- Aim:
Copy out the following records word for word, omitting the pictures.

- Excerpts from point annotation records:
_ _ _ _ _ _ _

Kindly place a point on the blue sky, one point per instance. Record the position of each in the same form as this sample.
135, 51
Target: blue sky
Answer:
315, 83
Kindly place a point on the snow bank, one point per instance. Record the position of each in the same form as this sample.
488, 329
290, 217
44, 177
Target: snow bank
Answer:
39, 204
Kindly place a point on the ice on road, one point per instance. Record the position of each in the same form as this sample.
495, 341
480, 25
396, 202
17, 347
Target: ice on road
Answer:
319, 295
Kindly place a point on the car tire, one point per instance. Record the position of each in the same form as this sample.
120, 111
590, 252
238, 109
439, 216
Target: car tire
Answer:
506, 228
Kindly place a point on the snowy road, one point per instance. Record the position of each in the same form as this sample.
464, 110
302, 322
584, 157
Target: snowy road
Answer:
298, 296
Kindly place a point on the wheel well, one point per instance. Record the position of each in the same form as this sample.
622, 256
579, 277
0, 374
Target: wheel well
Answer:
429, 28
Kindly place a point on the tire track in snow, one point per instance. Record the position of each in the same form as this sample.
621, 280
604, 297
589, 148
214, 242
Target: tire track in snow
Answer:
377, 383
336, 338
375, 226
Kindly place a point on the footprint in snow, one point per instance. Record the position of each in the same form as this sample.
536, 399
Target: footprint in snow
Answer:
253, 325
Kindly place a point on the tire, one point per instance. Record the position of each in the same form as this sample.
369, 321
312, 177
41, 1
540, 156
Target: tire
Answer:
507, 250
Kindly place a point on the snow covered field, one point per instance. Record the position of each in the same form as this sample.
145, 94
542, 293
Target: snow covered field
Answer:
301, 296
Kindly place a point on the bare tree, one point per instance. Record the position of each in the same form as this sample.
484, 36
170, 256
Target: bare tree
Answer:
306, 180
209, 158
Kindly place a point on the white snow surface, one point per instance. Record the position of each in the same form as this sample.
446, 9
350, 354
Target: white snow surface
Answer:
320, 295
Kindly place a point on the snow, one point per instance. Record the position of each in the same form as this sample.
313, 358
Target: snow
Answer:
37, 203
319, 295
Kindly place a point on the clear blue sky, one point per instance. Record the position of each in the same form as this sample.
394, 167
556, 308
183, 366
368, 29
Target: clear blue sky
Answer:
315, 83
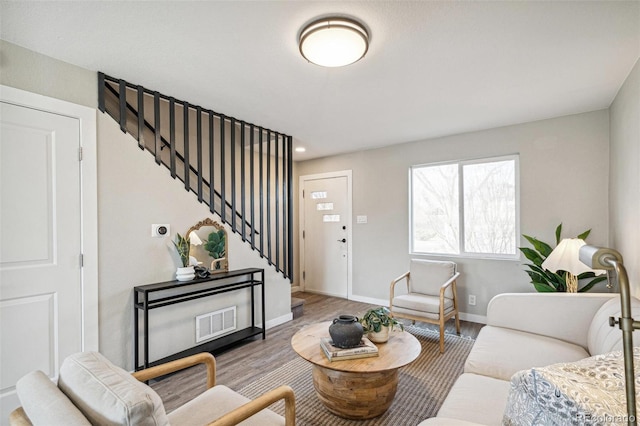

_ _ _ _ _ _ _

- Full answer:
Kindly place a point on the blue sky, one point per instance. Record the position of each in the same form as this sample.
135, 51
Target: blue sky
Answer:
315, 83
Kindly place a point on the snow bank, one point per instance. Record the position of each in the same form as this sample.
488, 329
290, 217
44, 177
Target: snow bank
Answer:
39, 204
Kindly place a point on the ice on road, one point per instance. Record the position of each in the same form as this sample.
495, 341
480, 25
396, 202
17, 347
Target: ice on road
Answer:
319, 295
Kindly place a point on the car tire, one point per instance. Record the position of each in the same form as this sample.
120, 111
590, 252
238, 109
439, 216
Target: car tire
Answer:
506, 228
Kindly place a point on the snowy road, one point per instance. Record the position of each in the same form as this sample.
464, 110
302, 322
584, 157
Target: snowy road
Answer:
298, 296
Kindly place a point on the wheel well, one point per instance. Record the position of each in the same form as this sample.
622, 256
579, 277
0, 374
Target: wheel well
Answer:
429, 28
Kindly place a point on the tire track in snow, one point per instance. Record the position of each in the same form as this sample.
621, 280
604, 297
589, 148
214, 242
Target: tire track in snow
Answer:
377, 383
336, 338
375, 226
Kindly place a point on the footprint in snow, one point per instance. Record the position of each in the same form as this sample.
536, 399
Target: footprint in snow
Answer:
253, 325
Kindly place a point on the tire, one point per instance. Record the position of each in the same form as this sample.
369, 321
312, 177
41, 1
540, 156
Target: tire
Answer:
507, 250
Kindly place a point on the snow covered field, one point per instance. Record the position of each in the same form as this sample.
145, 94
542, 293
Target: snow covered field
Answer:
301, 296
Kindly place a point on the bare tree, one point per instance. Record the position of each in the same form as this sample.
484, 36
170, 256
Target: bare tree
Answer:
306, 180
209, 158
Kindly place a point on the white snow surface, one point per instance. Record the position of each in the same form as this sample.
446, 9
350, 354
Target: white snow surface
Answer:
320, 295
Kindly place a point on the snow, one point per instance. Record the position of each in the same form as this sample.
313, 358
Target: snow
Answer:
37, 203
319, 295
Kindly place a point on the clear blue sky, one point per instance. Record the position of each in the same form as this sample.
394, 167
556, 308
183, 366
368, 29
Target: clear blue sky
Answer:
315, 83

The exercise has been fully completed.